▶ _WRITTEN EXERCISE A_
In the post about trying new classroom tech tools, which three tools does the writer plan to focus on for the Fall of 2008?
▶ _WRITTEN EXERCISE B_
From the post about trying new classroom tech tools, copy word for word the passage starting with "1. iGoogle –" and going on through "my favorite blogs.".

Every Fall I try to pick one or two new tools to pilot with teachers and students. Last year was the Year of Sketchup and Voicethread, which we successfully used with students in a number of grade levels. The year before that we experimented with Edublogs and Garageband for the very first time, and both tools are now practically indispensable in many classrooms. For the Fall of 2008 I will focus on iGoogle, Ning and Scratch. Here’s how we’re planning (so far!) to use these three tools:

  1. iGoogle – Our tech-savvy Upper School Division Head has made the radical decision to go paperless with her fall teacher “notebook” at our upcoming division retreat. Rather, she has put all of the important parent letters, schedules, meeting agendas, etc. into Google Docs. She will then send each of us an iGoogle tab with the Google Docs gadget front and center. Also on the tab will be a variety of gadgets she wants to highlight as possible teaching tools. Each month she will send us a new tab with new gadgets, always keeping the Docs front and center. As we’ve been playing with this idea, I’ve been creating my own personal tabs to keep track of my favorite new gadgets and an aggregator for my favorite blogs.
  2. Ning – On the heels of the fabulous Building Learning Communities conference this past July, two of our 7th and 8th grade teachers have decided to set up Ning Learning Communities for their students. One teacher is an English teacher and looks forward to giving each of her students their own blog space through the Ning, and hopes that it will become a safe place for her students to experiment with their writing. A math teacher plans to use his Ning as a place for students to discuss homework, work on group projects together, and to show their step-by-step work somehow. Can’t wait!

▶ _DATA LINES_
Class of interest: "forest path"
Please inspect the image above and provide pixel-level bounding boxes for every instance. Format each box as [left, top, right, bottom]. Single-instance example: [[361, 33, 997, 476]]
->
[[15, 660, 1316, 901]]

▶ _WRITTEN ANSWER A_
iGoogle, Ning and Scratch.

▶ _WRITTEN ANSWER B_
1. iGoogle – Our tech-savvy Upper School Division Head has made the radical decision to go paperless with her fall teacher “notebook” at our upcoming division retreat. Rather, she has put all of the important parent letters, schedules, meeting agendas, etc. into Google Docs. She will then send each of us an iGoogle tab with the Google Docs gadget front and center. Also on the tab will be a variety of gadgets she wants to highlight as possible teaching tools. Each month she will send us a new tab with new gadgets, always keeping the Docs front and center. As we’ve been playing with this idea, I’ve been creating my own personal tabs to keep track of my favorite new gadgets and an aggregator for my favorite blogs.